This repository contains code and notebooks for detecting and explaining hallucinations produced by large language models (LLMs). It includes data processing, model training, evaluation, explainability and a Wikipedia-based verification component.
- README.md — this file
- requirements.txt — pip installable dependencies
- environment.yml — conda environment specification
- data/
- raw/ — original/raw CSV datasets (halueval_qa.csv, truthfulqa.csv)
- processed/ — processed train/val/test CSVs
- models/
- best_model.pt — trained model checkpoint
- metrics.json — evaluation metrics
- training_history.json — training logs/history
- notebooks/
- 01_data_exploration.ipynb — EDA and dataset inspection
- 02_model_training.ipynb — model training and experiments
- 03_explainability.ipynb — explainability analyses and visualizations
- results/ — (placeholder for generated outputs / figures)
- src/ — core Python modules
- data_loader.py — data loading utilities
- data_processor.py — preprocessing and feature engineering
- dataset.py — dataset classes / PyTorch Dataset wrappers
- model.py — model definition and helpers
- trainer.py — training loop and checkpoints
- predictor.py — inference utilities
- evaluator.py — evaluation metrics and routines
- explainer.py — explainability methods
- wikipedia_verifier.py — verification helpers using Wikipedia
- init.py
- Git
- Python 3.11 (recommended to match environment.yml)
- Conda or a virtualenv for pip installs
- CPU is sufficient, GPU can be used if available for faster training
Using pip + venv
- Create and activate a virtual environment:
- python -m venv .venv
- source .venv/bin/activate (Linux/macOS) or .venv\Scripts\activate (Windows)
- Install dependencies:
- pip install --upgrade pip
- pip install -r requirements.txt
Using conda
- Create the conda environment from the provided file:
- conda env create -f environment.yml
- Activate it:
- conda activate llm-halu-env
Notes
- If using conda, the pip section in environment.yml already installs additional pip-only packages.
- For spaCy usage, run: python -m spacy download en_core_web_sm (if not already installed by environment).
Important packages used in the project include (non-exhaustive):
- PyTorch
- transformers, tokenizers
- datasets (Hugging Face)

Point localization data
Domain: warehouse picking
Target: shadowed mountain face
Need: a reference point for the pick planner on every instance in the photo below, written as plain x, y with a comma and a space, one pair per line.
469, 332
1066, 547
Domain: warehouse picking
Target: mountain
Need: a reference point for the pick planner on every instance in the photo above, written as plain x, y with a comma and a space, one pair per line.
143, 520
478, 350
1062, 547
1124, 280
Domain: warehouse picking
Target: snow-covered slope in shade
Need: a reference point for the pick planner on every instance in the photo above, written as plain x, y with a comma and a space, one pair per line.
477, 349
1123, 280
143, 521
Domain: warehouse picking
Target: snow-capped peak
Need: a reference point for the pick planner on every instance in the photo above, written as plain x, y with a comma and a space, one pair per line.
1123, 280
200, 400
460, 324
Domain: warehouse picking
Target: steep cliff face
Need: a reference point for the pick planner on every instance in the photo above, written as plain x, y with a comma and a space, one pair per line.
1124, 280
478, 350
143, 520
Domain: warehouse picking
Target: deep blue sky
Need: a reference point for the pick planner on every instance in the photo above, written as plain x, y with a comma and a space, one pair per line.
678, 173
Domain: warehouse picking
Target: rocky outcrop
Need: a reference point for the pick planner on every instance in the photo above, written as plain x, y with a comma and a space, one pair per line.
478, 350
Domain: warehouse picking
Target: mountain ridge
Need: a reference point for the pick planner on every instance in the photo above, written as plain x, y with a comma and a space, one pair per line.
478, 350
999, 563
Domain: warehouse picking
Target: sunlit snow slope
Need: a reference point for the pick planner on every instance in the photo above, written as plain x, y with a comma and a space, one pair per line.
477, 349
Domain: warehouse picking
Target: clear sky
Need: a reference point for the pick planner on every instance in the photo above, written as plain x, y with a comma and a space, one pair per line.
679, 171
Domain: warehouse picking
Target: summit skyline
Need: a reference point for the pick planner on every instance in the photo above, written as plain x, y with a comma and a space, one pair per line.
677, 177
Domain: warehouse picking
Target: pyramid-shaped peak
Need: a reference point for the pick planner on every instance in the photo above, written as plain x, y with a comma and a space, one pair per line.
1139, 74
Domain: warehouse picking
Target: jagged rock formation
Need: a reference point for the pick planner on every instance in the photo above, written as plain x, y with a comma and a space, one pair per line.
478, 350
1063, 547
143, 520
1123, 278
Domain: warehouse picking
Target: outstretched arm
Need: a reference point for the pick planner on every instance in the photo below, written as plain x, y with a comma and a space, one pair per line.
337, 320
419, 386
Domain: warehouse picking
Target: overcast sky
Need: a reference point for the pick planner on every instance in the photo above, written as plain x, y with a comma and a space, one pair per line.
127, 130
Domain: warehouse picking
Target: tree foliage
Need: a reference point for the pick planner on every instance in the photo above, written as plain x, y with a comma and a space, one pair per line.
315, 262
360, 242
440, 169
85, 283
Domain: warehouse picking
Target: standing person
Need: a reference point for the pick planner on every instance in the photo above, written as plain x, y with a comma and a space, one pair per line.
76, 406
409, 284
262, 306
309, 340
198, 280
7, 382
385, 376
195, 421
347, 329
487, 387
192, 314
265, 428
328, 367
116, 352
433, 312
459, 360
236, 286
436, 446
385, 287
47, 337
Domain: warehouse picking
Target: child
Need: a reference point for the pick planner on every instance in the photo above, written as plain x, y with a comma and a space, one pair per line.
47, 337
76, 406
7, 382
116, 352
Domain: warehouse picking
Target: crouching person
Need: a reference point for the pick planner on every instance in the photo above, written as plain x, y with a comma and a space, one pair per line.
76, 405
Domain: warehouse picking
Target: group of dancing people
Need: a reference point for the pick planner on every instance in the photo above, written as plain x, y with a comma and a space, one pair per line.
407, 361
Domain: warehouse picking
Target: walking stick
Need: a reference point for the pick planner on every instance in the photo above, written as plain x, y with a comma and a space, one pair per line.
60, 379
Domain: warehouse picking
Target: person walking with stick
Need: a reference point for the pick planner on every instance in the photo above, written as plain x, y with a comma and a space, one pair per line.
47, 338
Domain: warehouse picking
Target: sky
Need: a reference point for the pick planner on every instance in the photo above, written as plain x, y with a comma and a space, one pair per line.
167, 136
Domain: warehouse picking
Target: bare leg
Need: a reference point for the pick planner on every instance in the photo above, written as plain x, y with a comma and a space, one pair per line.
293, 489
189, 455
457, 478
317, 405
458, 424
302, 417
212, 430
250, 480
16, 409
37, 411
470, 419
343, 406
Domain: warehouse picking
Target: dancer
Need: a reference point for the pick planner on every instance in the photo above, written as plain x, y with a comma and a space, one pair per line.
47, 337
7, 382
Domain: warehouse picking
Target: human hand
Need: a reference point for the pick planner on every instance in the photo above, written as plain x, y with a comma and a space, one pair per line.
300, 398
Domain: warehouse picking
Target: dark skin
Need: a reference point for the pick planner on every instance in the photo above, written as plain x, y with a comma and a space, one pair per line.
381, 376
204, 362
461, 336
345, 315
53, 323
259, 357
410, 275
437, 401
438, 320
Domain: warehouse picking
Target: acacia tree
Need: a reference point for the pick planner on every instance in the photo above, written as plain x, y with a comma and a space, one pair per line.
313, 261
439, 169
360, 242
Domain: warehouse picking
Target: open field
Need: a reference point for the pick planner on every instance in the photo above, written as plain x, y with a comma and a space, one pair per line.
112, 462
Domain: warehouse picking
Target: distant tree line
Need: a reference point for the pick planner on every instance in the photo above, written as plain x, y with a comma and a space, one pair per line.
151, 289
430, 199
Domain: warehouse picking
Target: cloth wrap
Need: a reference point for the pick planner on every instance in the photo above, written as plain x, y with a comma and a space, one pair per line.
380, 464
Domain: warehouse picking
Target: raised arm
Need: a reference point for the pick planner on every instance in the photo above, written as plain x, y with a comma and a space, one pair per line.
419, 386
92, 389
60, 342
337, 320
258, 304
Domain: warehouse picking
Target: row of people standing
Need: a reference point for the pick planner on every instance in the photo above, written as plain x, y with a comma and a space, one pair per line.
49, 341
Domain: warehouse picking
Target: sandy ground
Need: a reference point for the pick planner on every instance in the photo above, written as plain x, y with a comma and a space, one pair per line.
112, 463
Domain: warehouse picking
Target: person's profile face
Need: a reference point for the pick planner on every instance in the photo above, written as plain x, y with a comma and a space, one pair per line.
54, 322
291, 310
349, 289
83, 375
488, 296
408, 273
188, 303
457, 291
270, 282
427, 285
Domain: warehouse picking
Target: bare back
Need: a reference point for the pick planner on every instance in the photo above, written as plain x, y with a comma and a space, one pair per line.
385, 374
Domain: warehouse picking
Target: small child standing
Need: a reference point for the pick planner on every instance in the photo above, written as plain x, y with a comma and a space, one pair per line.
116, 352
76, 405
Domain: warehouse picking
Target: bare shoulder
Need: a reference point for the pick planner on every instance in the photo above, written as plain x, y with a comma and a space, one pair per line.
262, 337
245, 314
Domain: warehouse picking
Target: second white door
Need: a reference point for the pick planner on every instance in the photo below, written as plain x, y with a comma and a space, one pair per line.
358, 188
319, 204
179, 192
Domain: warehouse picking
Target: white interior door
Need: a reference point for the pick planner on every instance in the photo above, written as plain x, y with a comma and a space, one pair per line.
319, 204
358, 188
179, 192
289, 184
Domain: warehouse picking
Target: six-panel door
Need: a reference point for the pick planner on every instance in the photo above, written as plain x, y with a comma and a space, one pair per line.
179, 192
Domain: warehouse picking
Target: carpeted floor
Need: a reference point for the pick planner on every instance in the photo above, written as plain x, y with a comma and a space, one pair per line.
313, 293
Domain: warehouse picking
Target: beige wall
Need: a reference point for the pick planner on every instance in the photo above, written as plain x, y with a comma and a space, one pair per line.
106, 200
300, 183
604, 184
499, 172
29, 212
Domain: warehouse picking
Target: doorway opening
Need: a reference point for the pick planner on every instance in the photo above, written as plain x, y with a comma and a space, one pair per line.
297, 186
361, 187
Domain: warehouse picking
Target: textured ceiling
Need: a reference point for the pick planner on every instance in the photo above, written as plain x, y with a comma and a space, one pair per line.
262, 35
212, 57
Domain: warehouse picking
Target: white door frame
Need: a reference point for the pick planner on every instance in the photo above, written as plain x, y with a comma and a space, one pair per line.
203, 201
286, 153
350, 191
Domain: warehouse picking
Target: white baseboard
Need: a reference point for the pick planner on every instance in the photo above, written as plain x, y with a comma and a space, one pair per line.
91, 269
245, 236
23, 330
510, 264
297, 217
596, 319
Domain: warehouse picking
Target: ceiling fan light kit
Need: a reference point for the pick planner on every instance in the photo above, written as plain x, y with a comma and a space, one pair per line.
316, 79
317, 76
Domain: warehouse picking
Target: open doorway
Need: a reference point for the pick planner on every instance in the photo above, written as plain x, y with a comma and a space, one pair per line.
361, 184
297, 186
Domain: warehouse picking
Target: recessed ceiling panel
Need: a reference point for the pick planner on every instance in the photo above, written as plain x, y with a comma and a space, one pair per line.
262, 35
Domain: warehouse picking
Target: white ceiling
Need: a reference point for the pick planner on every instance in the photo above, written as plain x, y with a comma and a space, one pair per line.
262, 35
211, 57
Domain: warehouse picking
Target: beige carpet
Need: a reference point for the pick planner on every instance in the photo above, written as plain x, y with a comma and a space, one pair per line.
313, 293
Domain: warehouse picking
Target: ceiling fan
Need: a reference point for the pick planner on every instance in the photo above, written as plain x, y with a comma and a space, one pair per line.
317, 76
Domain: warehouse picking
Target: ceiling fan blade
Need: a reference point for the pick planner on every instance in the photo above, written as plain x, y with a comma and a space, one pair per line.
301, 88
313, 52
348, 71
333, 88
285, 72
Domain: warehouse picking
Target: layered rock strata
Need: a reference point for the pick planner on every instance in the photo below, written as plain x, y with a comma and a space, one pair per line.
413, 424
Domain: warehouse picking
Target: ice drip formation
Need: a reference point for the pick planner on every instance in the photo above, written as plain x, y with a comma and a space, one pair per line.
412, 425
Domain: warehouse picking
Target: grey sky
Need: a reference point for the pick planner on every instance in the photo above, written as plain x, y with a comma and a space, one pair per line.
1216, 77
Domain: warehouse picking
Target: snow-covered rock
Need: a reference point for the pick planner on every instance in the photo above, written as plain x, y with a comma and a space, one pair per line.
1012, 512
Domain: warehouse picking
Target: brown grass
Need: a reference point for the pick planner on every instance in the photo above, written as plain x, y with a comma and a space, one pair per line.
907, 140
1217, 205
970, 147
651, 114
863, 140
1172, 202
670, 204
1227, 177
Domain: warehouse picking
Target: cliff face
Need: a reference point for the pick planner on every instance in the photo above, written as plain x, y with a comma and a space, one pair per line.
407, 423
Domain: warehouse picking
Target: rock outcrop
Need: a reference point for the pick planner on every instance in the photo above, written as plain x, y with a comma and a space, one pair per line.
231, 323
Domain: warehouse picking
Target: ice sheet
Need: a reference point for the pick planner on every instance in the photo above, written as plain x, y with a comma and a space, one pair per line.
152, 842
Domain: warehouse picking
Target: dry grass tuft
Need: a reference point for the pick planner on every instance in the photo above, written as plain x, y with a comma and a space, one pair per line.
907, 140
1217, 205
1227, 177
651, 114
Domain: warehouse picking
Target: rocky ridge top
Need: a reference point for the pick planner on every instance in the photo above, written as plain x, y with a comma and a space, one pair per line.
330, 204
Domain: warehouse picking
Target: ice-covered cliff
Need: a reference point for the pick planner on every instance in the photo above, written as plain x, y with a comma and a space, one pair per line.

WHAT YOU WILL DO:
a. In the hallucination-detection README, what environment name is activated after creating the conda environment?
b. Continue the hallucination-detection README, starting right after its final line.

PER-TASK ANSWERS:
a. llm-halu-env

b.
- sentence-transformers
- scikit-learn, numpy, pandas
- lime(explainability)
- spaCy (nlp preprocessing)
- wikipedia, wikipedia-api (verification utilities)
See requirements.txt and environment.yml for full dependency lists.
- Data preparation
- Use src/data_loader.py and src/data_processor.py to load and preprocess raw data.
- Processed splits are stored under data/processed (train/val/test).
- Dataset & dataloaders
- src/dataset.py provides dataset wrappers for training and evaluation.
- Modeling & training
- src/model.py defines the model architecture.
- src/trainer.py contains the training loop, checkpointing and logging.
- Notebooks/02_model_training.ipynb demonstrates experiment steps.
- Inference & evaluation
- src/predictor.py performs inference on new inputs.
- src/evaluator.py computes metrics and generates evaluation reports.
- Explainability
- src/explainer.py and Notebooks/03_explainability.ipynb explore model explanations (LIME).
- Verification
- src/wikipedia_verifier.py provides utilities to check factual claims against Wikipedia.
- Trained model artifacts are under models/ (best_model.pt, metrics.json, training_history.json).
- The results/ directory is reserved for evaluation outputs, visualizations and exported reports produced by notebooks or scripts.
- Notebooks under notebooks/ produce reproducible EDA, training runs and explainability outputs — export their figures into results/ as needed.